**文書の抜粋**
======

第1楽章はウィーンの朝もやの中にホルンがこだまする。この「ブルックナー開始」の印象的な冒頭は、すぐに神々しく朝日が昇るかのような第1主題へと発展するが、そこに至るまでの精緻な音色が、これほど多彩で印象深く刻まれたことはないのではないか、と思った。すべてのフレーズに推敲の跡が聞き取れる。技量は申し分のないベルリン・フィルだが、相当入念な練習を繰り返したに違いない。妥協を許さないその姿勢は、時に厳しすぎて息苦しいとさえ感じられるのも事実である。だが、この曲に関する限りその心配は無用だ。むしろ改訂を繰り返したこの曲の欠点をすべて覆いつくしている。

第1楽章ですでに、いくつかの聞き所が訪れる。ヨーロッパ中央部の音は、中音域の弦楽器に象徴されると思っているのだが、その音色がとにかく素晴らしいのである。そこに絡むホルンと木管楽器のブレンドは、組み合わせが変わるたびに表情を変える。そして音色だけでなく、音の大きさやテンポまでもが、考えに考え抜かれている。ソナタ形式と言われても、演奏に感心しているうちにどの主題がどうの、などと考えていくことがどうでもいいことに思えてくる。通俗的でやや軽薄に感じる第1楽章も、ぐっと引き締まっていい塩梅となっている。

第2楽章のアンダンテは、小さな音の変化が巧妙で聞き飽きることがない。このあたりアバドの水のような演奏で聞くのとは様子が違う。そして私がもっとも好きな短いフレーズは、第2楽章が始まって数分後に訪れる。弦楽器が突如そしてアンサンブルを奏でる、わずか1分足らずの、ここのフレーズを聞き分けるのが、私のちょっとしたこだわりである。ハイティンクもいいが、このヴァントの演奏が悪かろうはずがない。以降、消え行っては静かに沸き起こる第2楽章の何回かのクライマックスも、ベルリン・フィルの技術に支えられて申し分がない。

======

**記録データ**
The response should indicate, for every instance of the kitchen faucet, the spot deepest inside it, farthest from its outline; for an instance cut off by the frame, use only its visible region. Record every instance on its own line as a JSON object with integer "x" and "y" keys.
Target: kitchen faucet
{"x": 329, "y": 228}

======

**課題**
次の1.〜3.の内容が上の演奏評と合っているかを判定せよ。それぞれ「はい」か「いいえ」で答え、決め手となる本文の言葉をそのまま引用すること。
1. 第1楽章の冒頭ではホルンがこだまする。
2. 筆者は、ヨーロッパ中央部の音は木管楽器に象徴されると考えている。
3. 筆者がもっとも好きな短いフレーズは、第2楽章の終わり近くに訪れる。

**解答**
1. はい。「第1楽章はウィーンの朝もやの中にホルンがこだまする。」
2. いいえ。「ヨーロッパ中央部の音は、中音域の弦楽器に象徴されると思っているのだが」
3. いいえ。「第2楽章が始まって数分後に訪れる」